- **Problem statement**
Lay out the entries as a Markdown table with the columns Row and Entry line. Begin at the line that contains "Report the position of each instance of the slender", continue through the last line of the entries, number each row, and leave out blank lines.

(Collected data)
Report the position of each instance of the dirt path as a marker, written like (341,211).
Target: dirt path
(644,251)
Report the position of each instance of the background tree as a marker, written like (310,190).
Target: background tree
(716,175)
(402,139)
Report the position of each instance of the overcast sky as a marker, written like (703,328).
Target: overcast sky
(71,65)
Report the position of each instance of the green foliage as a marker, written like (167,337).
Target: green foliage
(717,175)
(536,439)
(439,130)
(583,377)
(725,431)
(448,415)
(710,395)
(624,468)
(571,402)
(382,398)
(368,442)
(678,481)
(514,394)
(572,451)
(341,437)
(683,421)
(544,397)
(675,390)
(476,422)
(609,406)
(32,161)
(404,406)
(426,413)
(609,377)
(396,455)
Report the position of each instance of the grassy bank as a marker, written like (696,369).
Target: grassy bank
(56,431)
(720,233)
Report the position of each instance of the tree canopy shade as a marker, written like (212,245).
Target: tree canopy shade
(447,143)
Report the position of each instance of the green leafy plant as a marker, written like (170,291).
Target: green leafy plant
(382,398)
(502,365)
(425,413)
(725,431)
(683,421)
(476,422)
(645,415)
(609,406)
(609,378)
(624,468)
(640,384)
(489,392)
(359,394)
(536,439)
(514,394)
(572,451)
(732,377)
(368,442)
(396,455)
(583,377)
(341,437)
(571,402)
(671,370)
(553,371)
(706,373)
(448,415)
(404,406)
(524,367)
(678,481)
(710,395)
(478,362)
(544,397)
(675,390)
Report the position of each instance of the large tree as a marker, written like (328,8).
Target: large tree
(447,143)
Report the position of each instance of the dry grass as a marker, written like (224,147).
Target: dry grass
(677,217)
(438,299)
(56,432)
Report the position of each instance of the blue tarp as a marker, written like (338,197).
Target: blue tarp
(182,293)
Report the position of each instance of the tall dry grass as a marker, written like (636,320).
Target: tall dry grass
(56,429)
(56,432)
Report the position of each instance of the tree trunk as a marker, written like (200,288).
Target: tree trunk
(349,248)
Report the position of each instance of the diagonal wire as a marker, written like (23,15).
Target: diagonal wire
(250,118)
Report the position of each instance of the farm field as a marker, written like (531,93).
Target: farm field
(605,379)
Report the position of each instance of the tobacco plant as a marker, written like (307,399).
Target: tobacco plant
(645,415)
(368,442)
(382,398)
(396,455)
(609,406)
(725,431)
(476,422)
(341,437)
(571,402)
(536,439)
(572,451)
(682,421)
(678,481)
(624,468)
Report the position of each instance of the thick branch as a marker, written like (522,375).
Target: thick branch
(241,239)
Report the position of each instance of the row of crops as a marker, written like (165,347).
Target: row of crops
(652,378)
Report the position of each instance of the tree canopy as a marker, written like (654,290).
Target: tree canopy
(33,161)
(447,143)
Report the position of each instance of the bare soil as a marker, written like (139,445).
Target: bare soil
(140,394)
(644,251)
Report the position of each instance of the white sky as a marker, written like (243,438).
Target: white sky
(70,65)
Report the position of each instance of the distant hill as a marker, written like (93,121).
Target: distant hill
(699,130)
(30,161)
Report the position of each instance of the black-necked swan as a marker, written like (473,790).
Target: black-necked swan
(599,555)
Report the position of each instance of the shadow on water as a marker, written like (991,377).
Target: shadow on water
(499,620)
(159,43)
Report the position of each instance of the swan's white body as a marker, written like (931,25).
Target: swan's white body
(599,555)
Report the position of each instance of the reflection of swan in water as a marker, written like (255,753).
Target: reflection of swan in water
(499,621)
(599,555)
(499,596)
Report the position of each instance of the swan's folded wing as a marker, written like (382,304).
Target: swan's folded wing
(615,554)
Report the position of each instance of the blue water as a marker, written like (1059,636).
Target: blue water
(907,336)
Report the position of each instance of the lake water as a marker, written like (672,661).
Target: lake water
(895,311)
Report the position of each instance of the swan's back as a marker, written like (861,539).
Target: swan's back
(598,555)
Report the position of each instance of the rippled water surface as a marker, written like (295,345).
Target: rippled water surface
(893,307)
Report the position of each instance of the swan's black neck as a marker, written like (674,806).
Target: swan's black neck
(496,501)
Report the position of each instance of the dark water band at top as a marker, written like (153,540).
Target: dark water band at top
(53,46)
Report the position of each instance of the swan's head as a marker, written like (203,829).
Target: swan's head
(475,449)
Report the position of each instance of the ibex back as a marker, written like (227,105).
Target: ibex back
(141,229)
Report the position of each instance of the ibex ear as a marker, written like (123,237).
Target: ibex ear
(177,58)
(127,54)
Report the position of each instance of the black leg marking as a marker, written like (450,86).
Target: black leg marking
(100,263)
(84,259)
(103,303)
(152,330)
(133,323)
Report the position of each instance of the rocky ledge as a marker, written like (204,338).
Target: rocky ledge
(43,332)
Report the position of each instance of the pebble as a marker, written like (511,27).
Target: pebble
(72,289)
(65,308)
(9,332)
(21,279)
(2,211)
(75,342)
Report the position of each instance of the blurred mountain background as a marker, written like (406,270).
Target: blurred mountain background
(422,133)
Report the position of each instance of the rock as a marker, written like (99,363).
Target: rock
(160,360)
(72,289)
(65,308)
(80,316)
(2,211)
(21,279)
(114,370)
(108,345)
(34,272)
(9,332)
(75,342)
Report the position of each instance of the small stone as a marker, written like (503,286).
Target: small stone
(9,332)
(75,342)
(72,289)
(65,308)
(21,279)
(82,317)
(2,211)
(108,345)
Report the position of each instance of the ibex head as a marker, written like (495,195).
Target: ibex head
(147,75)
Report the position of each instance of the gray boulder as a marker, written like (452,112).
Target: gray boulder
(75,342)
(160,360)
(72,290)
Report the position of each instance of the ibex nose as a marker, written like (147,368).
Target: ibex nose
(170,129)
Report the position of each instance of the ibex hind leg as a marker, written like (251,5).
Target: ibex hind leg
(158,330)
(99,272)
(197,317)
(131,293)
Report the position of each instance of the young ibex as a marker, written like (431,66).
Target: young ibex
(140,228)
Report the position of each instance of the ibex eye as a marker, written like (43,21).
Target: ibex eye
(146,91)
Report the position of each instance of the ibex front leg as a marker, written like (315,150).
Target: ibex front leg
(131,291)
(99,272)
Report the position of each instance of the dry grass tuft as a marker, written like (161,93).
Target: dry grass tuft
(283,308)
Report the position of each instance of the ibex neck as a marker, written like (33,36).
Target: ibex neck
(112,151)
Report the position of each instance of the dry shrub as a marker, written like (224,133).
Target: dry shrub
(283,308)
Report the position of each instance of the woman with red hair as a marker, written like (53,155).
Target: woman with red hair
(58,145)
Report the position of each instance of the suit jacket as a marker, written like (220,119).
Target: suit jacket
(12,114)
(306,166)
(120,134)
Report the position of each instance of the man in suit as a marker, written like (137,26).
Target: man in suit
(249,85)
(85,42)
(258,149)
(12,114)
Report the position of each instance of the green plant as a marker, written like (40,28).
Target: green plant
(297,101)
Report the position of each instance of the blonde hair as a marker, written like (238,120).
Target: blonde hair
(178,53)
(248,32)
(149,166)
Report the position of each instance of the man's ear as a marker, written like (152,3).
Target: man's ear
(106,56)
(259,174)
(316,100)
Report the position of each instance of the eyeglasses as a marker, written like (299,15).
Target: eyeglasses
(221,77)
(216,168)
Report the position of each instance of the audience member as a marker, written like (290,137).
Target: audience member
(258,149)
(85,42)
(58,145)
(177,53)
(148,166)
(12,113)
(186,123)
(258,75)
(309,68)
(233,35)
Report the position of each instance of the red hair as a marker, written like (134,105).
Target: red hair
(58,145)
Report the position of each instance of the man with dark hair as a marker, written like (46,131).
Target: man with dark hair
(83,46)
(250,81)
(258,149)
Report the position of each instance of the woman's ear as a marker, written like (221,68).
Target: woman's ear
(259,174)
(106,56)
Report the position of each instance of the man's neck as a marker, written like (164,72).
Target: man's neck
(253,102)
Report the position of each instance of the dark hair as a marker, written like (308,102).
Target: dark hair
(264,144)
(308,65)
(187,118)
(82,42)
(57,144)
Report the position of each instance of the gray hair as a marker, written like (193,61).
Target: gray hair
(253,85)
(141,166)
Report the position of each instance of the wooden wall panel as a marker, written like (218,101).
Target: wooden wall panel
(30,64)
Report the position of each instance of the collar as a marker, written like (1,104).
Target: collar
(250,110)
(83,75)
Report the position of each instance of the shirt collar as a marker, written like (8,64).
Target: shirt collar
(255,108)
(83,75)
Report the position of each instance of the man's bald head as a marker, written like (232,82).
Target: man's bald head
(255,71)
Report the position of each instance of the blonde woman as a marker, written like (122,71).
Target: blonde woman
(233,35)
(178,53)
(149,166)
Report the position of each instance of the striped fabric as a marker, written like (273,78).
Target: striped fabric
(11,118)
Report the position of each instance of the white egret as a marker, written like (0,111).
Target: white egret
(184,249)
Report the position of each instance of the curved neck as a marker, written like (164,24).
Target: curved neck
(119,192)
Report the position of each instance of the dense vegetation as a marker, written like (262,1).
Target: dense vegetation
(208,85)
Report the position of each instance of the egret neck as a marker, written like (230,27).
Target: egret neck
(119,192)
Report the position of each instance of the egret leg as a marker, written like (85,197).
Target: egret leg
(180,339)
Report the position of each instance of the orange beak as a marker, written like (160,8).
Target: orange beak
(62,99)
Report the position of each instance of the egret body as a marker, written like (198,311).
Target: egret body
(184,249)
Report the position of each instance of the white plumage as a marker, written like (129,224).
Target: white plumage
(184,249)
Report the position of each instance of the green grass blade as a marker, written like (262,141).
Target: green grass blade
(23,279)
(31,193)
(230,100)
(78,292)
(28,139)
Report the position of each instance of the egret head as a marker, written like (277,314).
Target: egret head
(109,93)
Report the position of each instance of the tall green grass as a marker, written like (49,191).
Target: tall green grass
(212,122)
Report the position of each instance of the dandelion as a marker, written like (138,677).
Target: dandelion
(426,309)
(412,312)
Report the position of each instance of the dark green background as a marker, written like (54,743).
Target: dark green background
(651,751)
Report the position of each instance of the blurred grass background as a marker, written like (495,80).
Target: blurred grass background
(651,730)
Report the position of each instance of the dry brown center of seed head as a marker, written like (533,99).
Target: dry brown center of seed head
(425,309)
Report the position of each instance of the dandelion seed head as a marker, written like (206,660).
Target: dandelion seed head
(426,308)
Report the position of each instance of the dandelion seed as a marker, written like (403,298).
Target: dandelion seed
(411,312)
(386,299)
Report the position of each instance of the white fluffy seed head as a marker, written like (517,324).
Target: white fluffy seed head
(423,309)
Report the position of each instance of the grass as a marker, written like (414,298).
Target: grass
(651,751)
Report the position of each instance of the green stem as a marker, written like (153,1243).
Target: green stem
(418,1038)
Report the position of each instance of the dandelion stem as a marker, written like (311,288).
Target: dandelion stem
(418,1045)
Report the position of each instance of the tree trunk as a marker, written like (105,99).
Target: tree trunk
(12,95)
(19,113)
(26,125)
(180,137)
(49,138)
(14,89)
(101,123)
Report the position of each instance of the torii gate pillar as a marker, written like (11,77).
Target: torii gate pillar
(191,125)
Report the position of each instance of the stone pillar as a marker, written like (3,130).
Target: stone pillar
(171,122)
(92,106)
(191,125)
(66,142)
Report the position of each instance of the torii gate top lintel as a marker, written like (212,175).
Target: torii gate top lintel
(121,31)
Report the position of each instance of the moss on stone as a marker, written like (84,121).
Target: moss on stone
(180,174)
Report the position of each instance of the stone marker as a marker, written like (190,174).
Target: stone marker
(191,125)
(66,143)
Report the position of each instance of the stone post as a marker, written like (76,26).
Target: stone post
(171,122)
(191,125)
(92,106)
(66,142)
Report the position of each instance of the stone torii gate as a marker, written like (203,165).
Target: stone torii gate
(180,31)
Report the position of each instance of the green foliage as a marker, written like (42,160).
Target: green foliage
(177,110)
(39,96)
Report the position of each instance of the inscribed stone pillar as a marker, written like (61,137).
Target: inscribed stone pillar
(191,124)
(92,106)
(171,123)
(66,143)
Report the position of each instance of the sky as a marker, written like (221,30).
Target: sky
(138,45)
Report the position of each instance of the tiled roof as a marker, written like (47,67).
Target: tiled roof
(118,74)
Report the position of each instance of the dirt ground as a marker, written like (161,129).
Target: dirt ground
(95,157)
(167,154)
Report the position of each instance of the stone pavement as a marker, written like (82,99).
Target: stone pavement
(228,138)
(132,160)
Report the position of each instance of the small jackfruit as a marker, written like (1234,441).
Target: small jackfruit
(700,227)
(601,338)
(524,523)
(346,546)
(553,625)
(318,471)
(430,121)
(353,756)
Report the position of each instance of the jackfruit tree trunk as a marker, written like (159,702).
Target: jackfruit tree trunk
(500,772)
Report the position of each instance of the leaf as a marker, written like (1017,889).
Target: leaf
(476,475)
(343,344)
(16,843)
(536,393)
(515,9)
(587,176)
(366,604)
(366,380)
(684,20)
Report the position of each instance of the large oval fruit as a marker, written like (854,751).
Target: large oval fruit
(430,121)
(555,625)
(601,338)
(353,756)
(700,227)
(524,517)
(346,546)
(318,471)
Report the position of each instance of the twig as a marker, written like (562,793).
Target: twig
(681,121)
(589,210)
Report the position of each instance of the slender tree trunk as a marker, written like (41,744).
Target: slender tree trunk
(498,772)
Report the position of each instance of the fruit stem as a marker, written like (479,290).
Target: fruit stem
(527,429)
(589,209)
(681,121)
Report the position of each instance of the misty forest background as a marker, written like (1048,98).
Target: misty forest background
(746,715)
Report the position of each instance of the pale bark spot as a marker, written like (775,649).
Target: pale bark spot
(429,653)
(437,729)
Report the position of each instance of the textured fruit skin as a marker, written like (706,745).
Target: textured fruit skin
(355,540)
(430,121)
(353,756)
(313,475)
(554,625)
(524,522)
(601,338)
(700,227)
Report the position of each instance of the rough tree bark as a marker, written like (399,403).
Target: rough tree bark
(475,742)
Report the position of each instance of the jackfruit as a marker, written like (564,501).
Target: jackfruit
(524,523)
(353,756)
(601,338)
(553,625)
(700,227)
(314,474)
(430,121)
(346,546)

- **Answer for this exercise**
| Row | Entry line |
|---|---|
| 1 | Report the position of each instance of the slender tree trunk as a marker, written like (41,744). |
| 2 | Target: slender tree trunk |
| 3 | (498,772) |
| 4 | Report the position of each instance of the fruit stem as a marker, written like (479,290). |
| 5 | Target: fruit stem |
| 6 | (527,429) |
| 7 | (589,209) |
| 8 | (681,121) |
| 9 | Report the position of each instance of the misty forest background as a marker, written like (1048,98). |
| 10 | Target: misty forest background |
| 11 | (746,715) |
| 12 | Report the position of each instance of the pale bark spot as a marker, written like (775,649). |
| 13 | Target: pale bark spot |
| 14 | (429,653) |
| 15 | (437,729) |
| 16 | Report the position of each instance of the textured fruit skin as a marker, written like (706,745). |
| 17 | Target: textured fruit skin |
| 18 | (355,540) |
| 19 | (430,121) |
| 20 | (353,756) |
| 21 | (313,475) |
| 22 | (554,625) |
| 23 | (524,522) |
| 24 | (601,338) |
| 25 | (700,227) |
| 26 | Report the position of each instance of the rough tree bark as a marker, written like (399,403). |
| 27 | Target: rough tree bark |
| 28 | (475,742) |
| 29 | Report the position of each instance of the jackfruit as a marker, written like (564,501). |
| 30 | Target: jackfruit |
| 31 | (524,523) |
| 32 | (353,756) |
| 33 | (601,338) |
| 34 | (553,625) |
| 35 | (700,227) |
| 36 | (314,474) |
| 37 | (430,121) |
| 38 | (346,546) |